Con apenas 12 años, el Gordo ya andaba entre fierros y tuercas aprendiendo el oficio noble del mecánico argentino, que es el tipo que con una pinza está en condiciones de arreglar una cortadora de césped, un Torino, un último modelo japonés y la sonda espacial que viaja a Marte. Se casó temprano y temprano tuvo a sus hijas. Agudizando su ingenio, su picardía y sus innatas habilidades, pasó el examen y comenzó a laburar en la textil mas grande de Corrientes, La Tipoití. Pronto llegó a encargado de Mecánica y en lugar de ponerse en alcahuete de los patrones, aceptó el título de Delegado General de la Comisión Sindical Interna. La noche que fue elegido, se acordó de nuestro viejo, que entre locomotoras y vagones, fabricaba “caños” para la Resistencia Peronista.
La larga huelga fabril de 1974 lo dejó en la calle, con una mano adelante y otra atrás. Eramos parte de la gloriosa juventud de aquellos años. El Gordo era una referencia respetada y querida, socarrona, siempre de buen humor, peronista hasta el caracú, tan amigo de los combativos de la CGT histórica como de sus entrañables hermanos de la JTP (Juventud Trabajadora Peronista). Pronto empezaron a soplar los vientos de la represión y los señores de la muerte lo fueron a buscar a su casa con el decreto de prisión a disposición del PEN firmado por la “Sra. Presidente”. Y en ese instante comienza la otra etapa de la vida del Gordo, porque en un descuido fugaz de los milicos, se despide con un beso de su compañera y de su bebé, les dice: ‘Perdón, debo escapar’, y ahí nomás se lanza a correr hacia los fondos de su casa, salta un muro de más de dos metros, cae medio rengo por el golpe, y corre y corre y corre, mientras escucha los disparos al aire que los milicos tiraban no se sabe si de pura bronca nomás.
La clandestinidad, el durísimo exilio interno, va a durar con todos sus dramas y sustos hasta la recuperación de la democracia en 1983. Allí nos reencontramos, él con su larga experiencia clandestina y yo con mis 8 años de cárcel. El Gordo siguió militando todos esos años, primero en el peronismo, luego en el Frente de Chacho, del que fue modesto y orgulloso candidato a Intendente de su nuevo pueblo, José C. Paz. No se ganó, pero como el Gordo decía, “qué susto le dimos a la patota menemista”.

○ ○ ○

◆ La consigna:
Responda según el fragmento sobre el Gordo:
(a) ¿En qué textil de Corrientes empezó a trabajar?
(b) ¿Qué altura tenía el muro que saltó al escapar de su casa?
(c) ¿De qué pueblo fue candidato a Intendente?
Responda solo con lo que dice el fragmento.

○ ○ ○

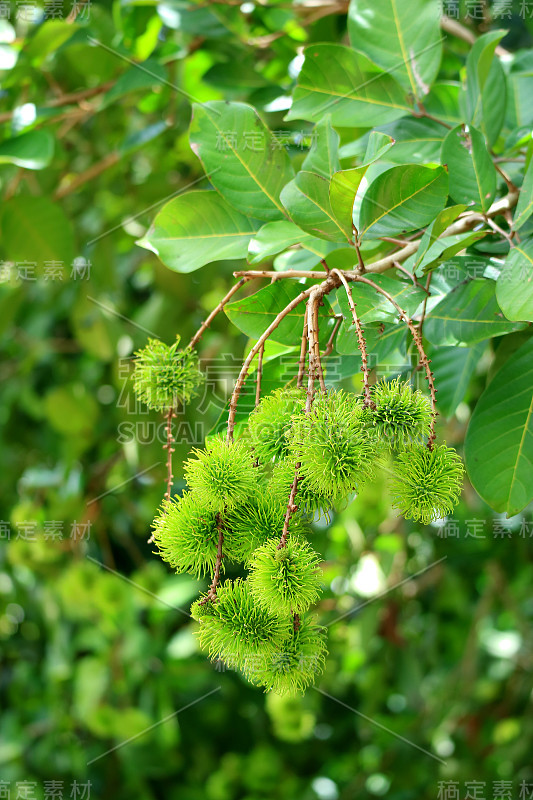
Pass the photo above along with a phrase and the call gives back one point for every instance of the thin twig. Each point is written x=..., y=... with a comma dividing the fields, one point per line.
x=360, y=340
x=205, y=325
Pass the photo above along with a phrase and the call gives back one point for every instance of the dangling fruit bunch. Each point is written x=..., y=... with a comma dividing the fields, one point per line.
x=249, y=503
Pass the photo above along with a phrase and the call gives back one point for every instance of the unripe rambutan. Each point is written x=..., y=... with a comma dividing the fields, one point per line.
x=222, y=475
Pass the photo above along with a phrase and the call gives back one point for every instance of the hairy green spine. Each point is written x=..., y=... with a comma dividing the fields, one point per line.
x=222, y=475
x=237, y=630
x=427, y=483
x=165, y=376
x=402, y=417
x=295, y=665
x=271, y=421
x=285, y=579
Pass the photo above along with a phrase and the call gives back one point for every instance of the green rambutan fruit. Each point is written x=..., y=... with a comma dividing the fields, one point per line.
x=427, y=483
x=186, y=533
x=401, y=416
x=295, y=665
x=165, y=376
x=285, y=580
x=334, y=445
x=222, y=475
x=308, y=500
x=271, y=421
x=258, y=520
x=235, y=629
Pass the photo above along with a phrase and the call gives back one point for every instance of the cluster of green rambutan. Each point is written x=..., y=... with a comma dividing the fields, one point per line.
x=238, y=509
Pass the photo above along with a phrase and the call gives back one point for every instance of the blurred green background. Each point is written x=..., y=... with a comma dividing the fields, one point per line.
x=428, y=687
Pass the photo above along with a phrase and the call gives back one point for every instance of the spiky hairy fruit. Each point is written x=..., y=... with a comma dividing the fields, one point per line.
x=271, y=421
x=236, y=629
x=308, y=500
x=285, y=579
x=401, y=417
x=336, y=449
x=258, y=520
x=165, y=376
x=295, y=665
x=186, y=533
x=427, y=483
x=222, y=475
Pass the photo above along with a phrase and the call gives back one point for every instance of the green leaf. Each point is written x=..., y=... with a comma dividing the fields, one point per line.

○ ○ ○

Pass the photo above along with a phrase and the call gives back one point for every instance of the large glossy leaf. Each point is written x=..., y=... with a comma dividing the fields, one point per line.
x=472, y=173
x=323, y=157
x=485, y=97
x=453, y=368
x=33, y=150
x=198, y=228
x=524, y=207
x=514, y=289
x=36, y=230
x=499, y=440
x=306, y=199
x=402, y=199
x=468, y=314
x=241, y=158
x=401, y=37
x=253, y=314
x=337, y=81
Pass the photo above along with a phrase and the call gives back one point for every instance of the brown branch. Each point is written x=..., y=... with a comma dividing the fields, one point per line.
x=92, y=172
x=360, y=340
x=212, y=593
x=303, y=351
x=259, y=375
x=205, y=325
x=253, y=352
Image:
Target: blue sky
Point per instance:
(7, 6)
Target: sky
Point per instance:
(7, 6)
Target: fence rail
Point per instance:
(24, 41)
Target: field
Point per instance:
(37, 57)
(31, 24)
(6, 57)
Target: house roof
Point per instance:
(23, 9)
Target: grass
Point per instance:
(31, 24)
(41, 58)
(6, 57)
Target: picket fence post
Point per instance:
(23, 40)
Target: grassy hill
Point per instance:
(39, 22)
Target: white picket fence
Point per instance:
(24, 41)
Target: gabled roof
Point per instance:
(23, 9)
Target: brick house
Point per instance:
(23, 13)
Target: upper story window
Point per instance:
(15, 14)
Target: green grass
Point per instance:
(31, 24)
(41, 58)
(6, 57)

○ ○ ○

◆ Solución propuesta:
(a) En La Tipoití, la textil más grande de Corrientes.
(b) Más de dos metros.
(c) De José C. Paz.